Поэтому этика общения представляет собой нравственный анализ и ценностей общения, и качеств (добродетелей и пороков общения), и даже «техники» общения: этот анализ пронизывает всю глубину и все многообразные проявления феноменов общения. Этика общения, не связана, например, с изучением конкретных, специальных деталей общения на экспериментальном уровне, с использованием аппаратно-технических исследований, «методов шкалирования», с изучением «динамики, циклов психических процессов», «задач зрительного и информационного поиска» и т.п. Но этика общения все-таки не может не рассматривать, не оценивать процессуальную сторону общения, так называемую «технику общения», разумеется, на основе этического опыта.

В узком смысле этика общения - это совокупность конкретных практических приемов, норм (прежде всего моральных), правил общения [23:37]. Этика общения представляет собой сферу этического знания как нормативного, так и теоретического характера, в ней аккумулировался человеческий опыт в области морали общения. Этика общения включает в себя анализ проблем общения как на уровне сущего, так и на уровне должного.

Этика общения призвана не только концептуально исследовать процессы общения, но и учить общению, воздействовать на реальные процессы общения посредством создания новых нормативных конструкций. Этика общения призвана выполнять множество функций, среди которых можно выделить синтезирующую (этика общения синтезирует моральный опыт в сфере общения) и императивно-формирующую (обосновывает выбор гуманистических норм морали и убеждает в необходимости следования им). Этика и мораль учат должному, этика общения учит тому, как должно общаться, и как не должно общаться [23:38].

Выделяют разные виды общения: монокультурную и межкультурную коммуникацию [18:96]. Под последней понимается процесс общения представителей разных национально-лингвокультурных сообществ. Этот процесс осуществляется в рамках несовпадающих национальных стереотипов мышления и поведения, что существенно влияет на взаимопонимание сторон в коммуникации [26:97]. Этому есть свое объяснение.

На протяжении многих тысячелетий, фактически вплоть до самого последнего времени, народы разделяло земное многоязычие. Несмотря на постоянные межкультурно-языковые контакты, народы жили в значительной информационной изоляции друг от друга. В рамках каждого отдельного культурно-языкового общества формировались свои этические нормы отношения людей друг к другу, которые находили соответствующее отражение в языке. Расстояние и языковые барьеры, сравнительно медленный темп культурно-языковых контактов – все это делало проблему этических норм вербальных контактов землян в глобальном масштабе несущественной.

----------

--- ЗАДАНИЕ A ---
Перепишите строки записей, заменив «round window» на «arched window» и ничего больше не меняя. Картинки в ответ не включайте.
Текст и записи не связаны между собой.

--- ИСХОДНЫЕ ДАННЫЕ ---
----------

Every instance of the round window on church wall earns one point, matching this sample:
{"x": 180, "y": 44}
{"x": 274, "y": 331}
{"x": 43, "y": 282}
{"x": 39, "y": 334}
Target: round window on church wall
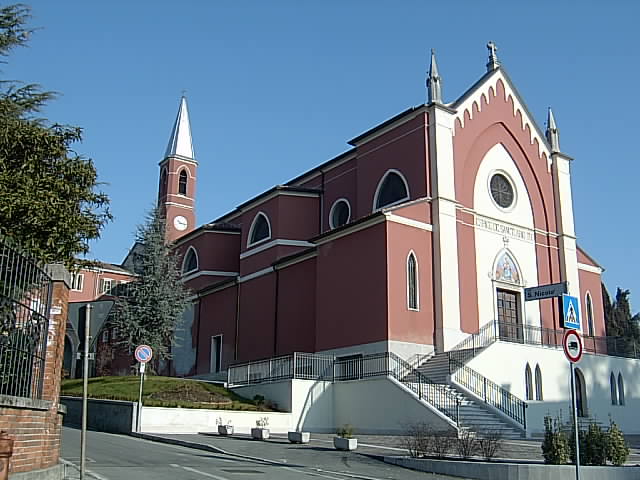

----------

--- ЗАДАНИЕ B ---
По тексту об этике общения ответьте кратко:
(i) Какие два вида общения выделяют?
(ii) Какие две функции этики общения названы в тексте?
(iii) Что на протяжении многих тысячелетий разделяло народы?

--- РЕЗУЛЬТАТ ВЫПОЛНЕНИЯ A ---
Every instance of the arched window on church wall earns one point, matching this sample:
{"x": 180, "y": 44}
{"x": 274, "y": 331}
{"x": 43, "y": 282}
{"x": 39, "y": 334}
Target: arched window on church wall

--- РЕЗУЛЬТАТ ВЫПОЛНЕНИЯ B ---
(i) Монокультурную и межкультурную коммуникацию.
(ii) Синтезирующую и императивно-формирующую.
(iii) Земное многоязычие.